» **WHAT YOU NEED TO DO**: Copy the part of the forum thread about frosting basement wall corners that starts at "We have Superior Walls in our walk out basement. The" and ends at "during the year.", swapping "closed cell spray foam" for "rigid foam board".

» **SUPPLIED TEXT**:
+ + + +
# Superior Walls frost at corners when it's very cold



## Mbcflower (Sep 8, 2014)

*Corners of exposed basement walls frost when it gets cold*

We have Superior Walls in our walk out basement. The two corners that are exposed, will frost at the seams in the corners when temperatures get 30 degrees or below. It is only these two corners that frost. Wondering if closed cell spray foam is the answer to solving this issue? These corners do not show signs of moistness at any other time during the year. 

Please give any thoughts or advise!!!


----------



## Mbcflower (Sep 8, 2014)

We have Superior Walls in our walk out basement. We have issues with two of the exposed corners frosting when temperatures get really low. I was told this was most likely an air flow issue. That we need to insulate those seams to stop cold air and warm air condensing. I thought closed cell spray foam would help. Just wondering if I'm on the right track??? These two corners show no signs of moisture during any other time of year. There is also NO condensation on the door or windows in the basement.

Any advise is welcome!!
Thanks!


----------



## SeniorSitizen (Sep 10, 2012)

Mbcflower said:


> We have Superior Walls in our walk out basement. We have issues with two of the exposed corners frosting when temperatures get really low. I was told this was most likely an air flow issue. That we need to insulate those seams to stop cold air and warm air condensing. I thought closed cell spray foam would help. Just wondering if I'm on the right track??? These two corners show no signs of moisture during any other time of year. There is also NO condensation on the door or windows in the basement.
> 
> Any advise is welcome!!
> Thanks!


The reason there isn't condensation on the door or windows, the room temperature is keeping those surfaces above dew point temperature. Insulated doors and dual pane windows are actually insulated on the exterior. That is, insulating the cold air from the interior surface where condensation would appear.

Insulation on the interior of the walls prevents the walls benefiting from room temperature and those wall sections above exterior back fill grade line are getting cold enough to condense moisture while the portion of the walls below grade are earth insulated from the exterior cold and remaining above DP temp. 

So in conclusion we can see the most sensible solution is to insulate the exterior and prevent the walls interior surface ever coming down in temperature to dew point or below.

What interior insulation would ever work to prevent condensation I do not know. But I do know the interior wall surface temperature must stay above dew point temp. and any interior insulation must prevent the air within the living space from reaching the interior wall surface if the dew point of that air is above wall surface temperature.

This handy calculator will give some indication of the numbers required.
+ + + +
» **DATASET CONTENT**:
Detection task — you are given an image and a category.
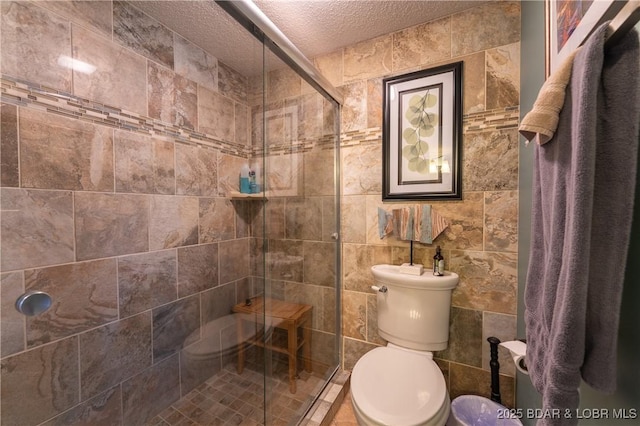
+ + + +
» **COMPLETE OUTPUT**:
We have Superior Walls in our walk out basement. The two corners that are exposed, will frost at the seams in the corners when temperatures get 30 degrees or below. It is only these two corners that frost. Wondering if rigid foam board is the answer to solving this issue? These corners do not show signs of moistness at any other time during the year.